• [EXTRAIT]:

========

Voir la pièce jointe 53422


Je trouve pas la charge je vous post l'image ce sera plus simple pour moi je sais c est pas conventionnel


----------



## l1ve (21 Mars 2011)

Macbook Pro 15" i7 2.2GHz 

Instances: 8
Charge processeur: 100%
Temperature processeur: 84°C
Vitesse Ventilateurs: 4200 rpm
Elapsed time: 10 min
Finished test: 2135

Mes ventilos ne montent pas autant que les vôtres mais ça n'a pas l'air de trop chauffer.


----------



## Pascal_TTH (21 Mars 2011)

En fait, ça dépend de quand on fait le test. Si on commence à froid ou à chaud, les ventilateurs prennent un régime différent selon la température du reste des composants.


----------



## Hirako (21 Mars 2011)

Pour moi Core i5 MacBook Pro 2011 13 pouce

Instances: 1
Charge processeur: 
Temperature processeur: 80°C
Vitesse Ventilateurs: 3580 rpm
Elapsed time: 10 min
Finished test: 558

Instances: 4
Charge processeur: 
Temperature processeur: 88°C
Vitesse Ventilateurs: 6200 rpm
Elapsed time: 10 min
Finished test: 1156

C'est normal que le processeur chauffe autant et que le ventilo aussi?? Est ce que je dois m'inquiéter??


----------



## pirouet (21 Mars 2011)

Pour répondre à tes questions : oui et non
Les ventilos montent en vitesse de rotation puisque ton CPU monte en température puisqu'il est fortement sollicité (but du test : faire travailler le processeur).


----------



## Hirako (21 Mars 2011)

Oui j'en ai conscience que le but de ce test est de faire travailler le processeur.

========

(Entrées d'identification de lieux)
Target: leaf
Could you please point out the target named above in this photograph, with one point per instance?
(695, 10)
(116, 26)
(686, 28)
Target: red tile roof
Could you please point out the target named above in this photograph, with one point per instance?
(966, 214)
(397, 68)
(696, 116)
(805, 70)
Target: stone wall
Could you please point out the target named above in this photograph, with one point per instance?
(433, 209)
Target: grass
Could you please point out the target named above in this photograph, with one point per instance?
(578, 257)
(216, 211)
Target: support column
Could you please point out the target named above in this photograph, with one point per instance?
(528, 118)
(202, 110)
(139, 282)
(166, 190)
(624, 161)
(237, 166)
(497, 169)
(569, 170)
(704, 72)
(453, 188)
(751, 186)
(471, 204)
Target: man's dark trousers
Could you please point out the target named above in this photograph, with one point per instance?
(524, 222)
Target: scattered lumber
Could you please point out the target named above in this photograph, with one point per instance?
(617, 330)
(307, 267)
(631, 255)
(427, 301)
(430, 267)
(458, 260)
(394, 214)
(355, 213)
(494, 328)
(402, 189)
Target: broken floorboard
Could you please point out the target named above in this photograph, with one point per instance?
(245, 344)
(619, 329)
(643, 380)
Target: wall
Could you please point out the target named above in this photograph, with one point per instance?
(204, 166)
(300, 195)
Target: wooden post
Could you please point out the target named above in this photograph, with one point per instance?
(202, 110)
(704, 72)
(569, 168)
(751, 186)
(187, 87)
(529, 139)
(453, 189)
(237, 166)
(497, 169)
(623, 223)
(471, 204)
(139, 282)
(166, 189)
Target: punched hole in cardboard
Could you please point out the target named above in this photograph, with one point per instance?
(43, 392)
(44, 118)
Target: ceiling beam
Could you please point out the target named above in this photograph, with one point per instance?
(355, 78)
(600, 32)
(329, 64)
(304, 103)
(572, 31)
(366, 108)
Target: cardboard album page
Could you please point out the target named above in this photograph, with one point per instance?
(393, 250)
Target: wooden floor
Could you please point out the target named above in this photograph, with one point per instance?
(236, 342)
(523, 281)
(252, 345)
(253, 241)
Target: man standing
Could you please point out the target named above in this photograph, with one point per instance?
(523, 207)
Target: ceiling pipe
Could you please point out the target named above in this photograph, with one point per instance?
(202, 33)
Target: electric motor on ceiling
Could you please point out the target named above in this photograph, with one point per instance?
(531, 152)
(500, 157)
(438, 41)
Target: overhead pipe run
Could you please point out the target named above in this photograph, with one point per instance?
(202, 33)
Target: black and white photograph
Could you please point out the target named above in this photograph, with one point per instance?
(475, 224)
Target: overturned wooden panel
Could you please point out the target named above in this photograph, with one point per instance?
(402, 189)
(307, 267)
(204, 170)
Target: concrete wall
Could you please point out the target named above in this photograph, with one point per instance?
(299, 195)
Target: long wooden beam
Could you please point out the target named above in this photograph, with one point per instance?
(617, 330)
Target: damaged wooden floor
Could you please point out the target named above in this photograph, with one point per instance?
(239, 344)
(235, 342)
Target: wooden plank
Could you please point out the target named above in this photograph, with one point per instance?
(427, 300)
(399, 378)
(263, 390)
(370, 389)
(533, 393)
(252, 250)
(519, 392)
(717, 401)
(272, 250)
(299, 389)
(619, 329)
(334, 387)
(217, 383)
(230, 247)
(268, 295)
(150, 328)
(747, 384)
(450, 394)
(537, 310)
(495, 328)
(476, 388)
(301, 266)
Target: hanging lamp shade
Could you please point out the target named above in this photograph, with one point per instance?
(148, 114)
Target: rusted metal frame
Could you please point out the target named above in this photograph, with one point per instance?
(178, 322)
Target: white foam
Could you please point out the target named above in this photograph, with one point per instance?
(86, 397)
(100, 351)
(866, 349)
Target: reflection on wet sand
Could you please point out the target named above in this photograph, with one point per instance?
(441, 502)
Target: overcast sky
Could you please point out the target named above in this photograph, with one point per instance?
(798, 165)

========

• [CONSIGNE]:
Pouvez-vous prolonger la discussion sur le test de charge processeur des MacBook Pro à partir de sa dernière phrase ?

• [RÉSULTAT ATTENDU]:
Ma question provient plus du fait que les mbp 15 pouce chauffent un poil moins et que le ventilo tourne moins que le mien.
D'ou ma question?


----------



## bobywankenoby (21 Mars 2011)

Hirako a dit:


> Oui j'en ai conscience que le but de ce test est de faire travailler le processeur.
> Ma question provient plus du fait que les mbp 15 pouce chauffent un poil moins et que le ventilo tourne moins que le mien.
> D'ou ma question?


Bonjour,
Ben je dirais comme ça que la surface de dissipation de chaleur est plus grande dans un 15" que dans un 13"...
Mais peut-être que je me trompe...
slts


----------



## Silverscreen (24 Mars 2011)

MacBook Pro 15" 2011 Core i7 2,2 GHz, SSD 128 Go, 4 Go RAM.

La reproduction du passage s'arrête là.